What you should do:
Produce an exact copy of all the data below, dropping every image.

Provided material START

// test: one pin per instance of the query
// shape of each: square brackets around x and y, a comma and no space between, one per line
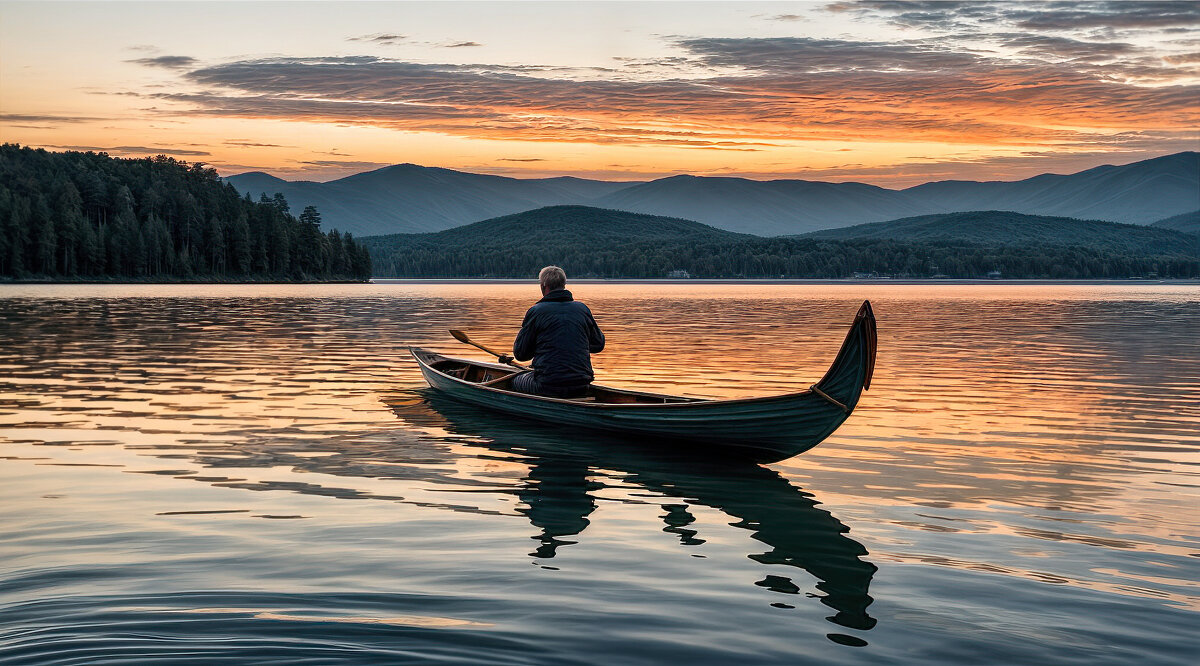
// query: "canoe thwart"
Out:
[832,400]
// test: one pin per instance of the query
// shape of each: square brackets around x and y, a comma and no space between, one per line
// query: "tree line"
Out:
[90,216]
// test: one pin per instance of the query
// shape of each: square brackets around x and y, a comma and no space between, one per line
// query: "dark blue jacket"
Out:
[559,335]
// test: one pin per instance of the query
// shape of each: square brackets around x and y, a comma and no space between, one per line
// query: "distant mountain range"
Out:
[407,198]
[601,243]
[1188,222]
[999,227]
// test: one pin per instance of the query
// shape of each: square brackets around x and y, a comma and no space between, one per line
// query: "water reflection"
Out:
[558,497]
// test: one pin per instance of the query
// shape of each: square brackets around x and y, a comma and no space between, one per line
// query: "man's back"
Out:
[559,334]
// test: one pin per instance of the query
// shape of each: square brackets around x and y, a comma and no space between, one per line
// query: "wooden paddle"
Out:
[461,336]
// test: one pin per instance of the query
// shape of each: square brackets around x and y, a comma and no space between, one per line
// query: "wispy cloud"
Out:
[343,163]
[247,143]
[136,149]
[379,39]
[46,118]
[167,61]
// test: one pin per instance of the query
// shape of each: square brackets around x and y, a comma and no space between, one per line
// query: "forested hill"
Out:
[598,243]
[89,216]
[1187,222]
[999,227]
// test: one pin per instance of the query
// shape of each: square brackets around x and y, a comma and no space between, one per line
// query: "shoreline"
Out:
[384,281]
[779,281]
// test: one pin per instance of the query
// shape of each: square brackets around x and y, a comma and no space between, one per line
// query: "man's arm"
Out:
[527,339]
[595,336]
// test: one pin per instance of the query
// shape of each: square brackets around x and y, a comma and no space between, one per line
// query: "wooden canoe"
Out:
[774,426]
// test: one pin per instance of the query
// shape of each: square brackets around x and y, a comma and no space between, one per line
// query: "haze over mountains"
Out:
[408,198]
[599,243]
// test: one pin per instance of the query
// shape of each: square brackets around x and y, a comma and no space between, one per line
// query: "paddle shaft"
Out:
[463,337]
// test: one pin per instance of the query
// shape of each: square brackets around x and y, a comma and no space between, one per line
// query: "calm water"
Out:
[245,472]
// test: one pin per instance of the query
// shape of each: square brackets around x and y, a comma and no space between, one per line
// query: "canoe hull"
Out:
[775,426]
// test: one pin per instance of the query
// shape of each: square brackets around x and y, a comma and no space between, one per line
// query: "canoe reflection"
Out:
[558,497]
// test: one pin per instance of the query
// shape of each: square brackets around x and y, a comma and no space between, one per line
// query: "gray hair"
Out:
[552,277]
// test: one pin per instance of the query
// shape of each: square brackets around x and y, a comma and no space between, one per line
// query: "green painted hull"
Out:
[774,426]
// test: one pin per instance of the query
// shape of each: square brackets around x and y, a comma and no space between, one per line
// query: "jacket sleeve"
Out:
[595,336]
[527,339]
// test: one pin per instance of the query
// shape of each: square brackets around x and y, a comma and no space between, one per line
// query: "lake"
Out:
[255,473]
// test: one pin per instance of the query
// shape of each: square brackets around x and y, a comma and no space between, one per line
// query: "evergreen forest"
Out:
[93,217]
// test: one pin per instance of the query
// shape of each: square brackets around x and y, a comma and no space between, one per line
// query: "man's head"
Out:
[551,277]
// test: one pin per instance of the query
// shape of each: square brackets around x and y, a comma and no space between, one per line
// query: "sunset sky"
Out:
[879,91]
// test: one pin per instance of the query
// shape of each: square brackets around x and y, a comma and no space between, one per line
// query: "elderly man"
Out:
[559,335]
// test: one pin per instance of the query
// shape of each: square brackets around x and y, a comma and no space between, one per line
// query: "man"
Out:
[559,335]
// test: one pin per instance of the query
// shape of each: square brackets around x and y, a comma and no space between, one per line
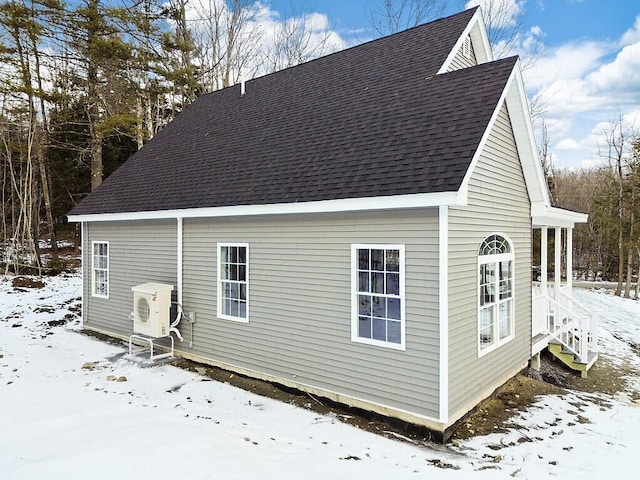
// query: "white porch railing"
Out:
[564,320]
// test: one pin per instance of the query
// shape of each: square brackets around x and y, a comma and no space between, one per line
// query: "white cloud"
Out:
[633,34]
[621,76]
[567,61]
[568,144]
[584,85]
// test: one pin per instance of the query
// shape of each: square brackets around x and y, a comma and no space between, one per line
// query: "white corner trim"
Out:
[443,298]
[84,268]
[391,202]
[477,31]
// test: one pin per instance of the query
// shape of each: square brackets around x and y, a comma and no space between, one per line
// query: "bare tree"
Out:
[618,149]
[296,40]
[390,16]
[227,39]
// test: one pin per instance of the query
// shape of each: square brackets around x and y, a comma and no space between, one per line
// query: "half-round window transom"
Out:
[494,245]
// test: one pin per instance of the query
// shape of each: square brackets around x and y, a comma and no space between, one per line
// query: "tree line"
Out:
[85,84]
[608,246]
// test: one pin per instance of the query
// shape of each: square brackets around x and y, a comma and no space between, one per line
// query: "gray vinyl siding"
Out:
[300,303]
[139,252]
[498,202]
[461,60]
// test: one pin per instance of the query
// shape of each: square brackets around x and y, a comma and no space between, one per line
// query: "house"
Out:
[358,227]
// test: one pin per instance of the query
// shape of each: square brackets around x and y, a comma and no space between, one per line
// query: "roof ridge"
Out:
[468,12]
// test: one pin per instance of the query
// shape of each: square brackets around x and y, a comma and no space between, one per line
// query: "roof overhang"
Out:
[395,202]
[477,31]
[545,216]
[515,98]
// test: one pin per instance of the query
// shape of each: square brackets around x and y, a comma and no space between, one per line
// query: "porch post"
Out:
[569,259]
[557,269]
[543,260]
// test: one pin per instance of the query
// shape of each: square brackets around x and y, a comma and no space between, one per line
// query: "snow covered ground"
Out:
[73,407]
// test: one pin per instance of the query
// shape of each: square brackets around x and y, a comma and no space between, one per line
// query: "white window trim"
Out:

Provided material END

Answer section:
// test: one pin per instance of the query
// shape of each: square brackets around x and y, a comma and no space between, one per line
// query: "canoe thwart"
Out:
[832,400]
// test: one pin per instance of the query
// shape of each: square brackets around x and y, a comma and no space between, one per line
// query: "tree line"
Out:
[90,216]
// test: one pin per instance of the query
// shape of each: square brackets around x and y, a comma and no space between, one per line
// query: "dark blue jacket"
Out:
[559,335]
// test: one pin per instance of the query
// shape of each: square brackets around x and y, a comma and no space between, one per line
// query: "distant mountain range"
Out:
[407,198]
[601,243]
[1188,222]
[999,227]
// test: one pin per instance of the query
// shape of each: square brackets around x and y, a comma and no space between, one per line
// query: "water reflection"
Out:
[558,497]
// test: one pin per instance of the query
// shape of each: square brackets around x and y, a comma and no space between, one per line
// query: "man's back"
Out:
[559,334]
// test: one pin per instance of the query
// shape of each: square brackets around x and y, a comma and no space between, one per line
// query: "wooden paddle"
Out:
[461,336]
// test: one pin per instance of the query
// shape of each: square brackets around x and y, a comma and no space between, one per line
// query: "wispy cloud"
Out:
[343,163]
[247,143]
[136,149]
[379,39]
[46,118]
[167,61]
// test: one pin per instance of the query
// shape of each: square brackets around x and y, a comma and no space between, one per line
// query: "forested hill"
Out:
[598,243]
[89,216]
[1187,222]
[999,227]
// test: one pin per instance of the query
// shape of each: square brackets around x and y, a comma and no space between, one per line
// query: "shoreline"
Out:
[384,281]
[779,281]
// test: one pin per instance of the query
// shape of each: square brackets around x and y, a comma and no space between, one per line
// query: "man's arm"
Out:
[527,339]
[595,336]
// test: one pin per instance of the query
// shape of each: square brackets around x and y, a comma and no space between, one per line
// query: "wooden canoe"
Out:
[774,426]
// test: one pin per instance of the query
// shape of each: square brackets around x and y, a comma and no space between, one per line
// query: "haze over mountains"
Out:
[408,198]
[599,243]
// test: one pin per instance of the query
// shape of each: square brackets around x and y, a comma and no space between, one per line
// query: "paddle shaft"
Out:
[463,337]
// test: one pin per instance of the query
// shape of each: square brackets around x and y, a comma and no space between, one per line
// query: "calm water"
Out:
[245,472]
// test: one pin per instance of the query
// shape of each: square brackets around x and y, a comma and no space between, one per line
// query: "canoe hull"
Out:
[775,426]
// test: one pin per instance of the query
// shape of each: square brackets around x and y, a comma and no space between, one per line
// query: "canoe reflection"
Out:
[558,497]
// test: one pin per instance of the query
// shape of each: square brackets around x and y, a comma and no space between, one per line
// query: "gray hair"
Out:
[552,277]
// test: one pin per instance of the query
// shape of each: square brackets around x and y, a comma and no space between, one per line
// query: "green painted hull"
Out:
[774,426]
// test: one pin per instance of the query
// shape of each: square brackets around x and y, a comma and no space between, one per line
// query: "jacket sleeve"
Out:
[595,336]
[527,339]
// test: one pin per instance of the query
// shape of each: square brackets around x and y, a comma and no space between, one per line
// query: "lake"
Out:
[255,473]
// test: one pin per instance of the query
// shape of each: square brackets around x and y, a comma and no space between, one per line
// query: "evergreen forest"
Out:
[93,217]
// test: one pin per instance of the query
// shape of each: square brackets around x and y, a comma and no space between, one per line
// query: "man's head"
Out:
[551,277]
// test: one pin per instance of the query
// shape of each: square brackets around x and y, a comma and no space between, one per line
// query: "sunset sky"
Out:
[879,91]
// test: one pin per instance of the query
// shape of each: square brackets around x and y, a comma and no space between, one per line
// query: "elderly man"
Out:
[559,335]
// test: one pin per instance of the query
// shape of each: square brackets around x and y, a comma and no space between, one per line
// query: "man"
Out:
[559,335]
// test: one pin per instance of the query
// shape of each: square brackets around x and y, a comma and no space between, one per line
// query: "white porch railing"
Out:
[564,320]
// test: one pin per instance of the query
// shape of each: square brackets around x and y, a comma and no space between, one per line
// query: "white cloud"
Out:
[633,34]
[621,76]
[567,61]
[568,144]
[584,85]
// test: one pin per instance of the query
// shape of each: square brackets around x and y, a comma and no space between, one per line
// query: "white corner trim"
Out:
[443,298]
[84,268]
[391,202]
[477,31]
// test: one pin per instance of the query
// shape of each: square brackets around x and y, a comma and no space between, one per line
// query: "bare tree"
Out:
[618,149]
[296,40]
[390,16]
[227,39]
// test: one pin per instance of the query
// shape of each: square brackets around x and y, a comma and no space between, one per line
// query: "half-round window transom"
Out:
[494,245]
// test: one pin per instance of the query
// shape of each: square brackets around x and y, a comma and no space between, one per line
// query: "tree line"
Out:
[85,84]
[608,246]
// test: one pin per instance of the query
// shape of each: square brackets around x and y, a comma and no space between, one per line
// query: "gray vinyl siding"
Out:
[300,303]
[139,252]
[498,202]
[461,60]
// test: one pin per instance of the query
// shape of each: square brackets around x and y, a comma and no space between, one per line
// query: "house"
Out:
[358,227]
// test: one pin per instance of the query
// shape of each: square brackets around x and y, a comma and no space between, one per line
// query: "roof ridge"
Out:
[468,12]
// test: one pin per instance of the query
// shape of each: square brackets around x and y, a comma and no space between, one per line
// query: "roof overhang"
Out:
[395,202]
[477,31]
[545,216]
[515,98]
// test: one pin per instance of the query
// shape of each: square brackets around x and y, a comma and no space between, one per line
// query: "porch post"
Out:
[569,259]
[557,269]
[543,260]
// test: one pin per instance of the query
// shape of each: square brackets around x and y, a comma and no space between, one per line
// query: "snow covered ground"
Out:
[73,407]
// test: one pin per instance of the query
// shape of each: square brackets around x and y, a comma and no space between, one per line
// query: "white window trim"
Out:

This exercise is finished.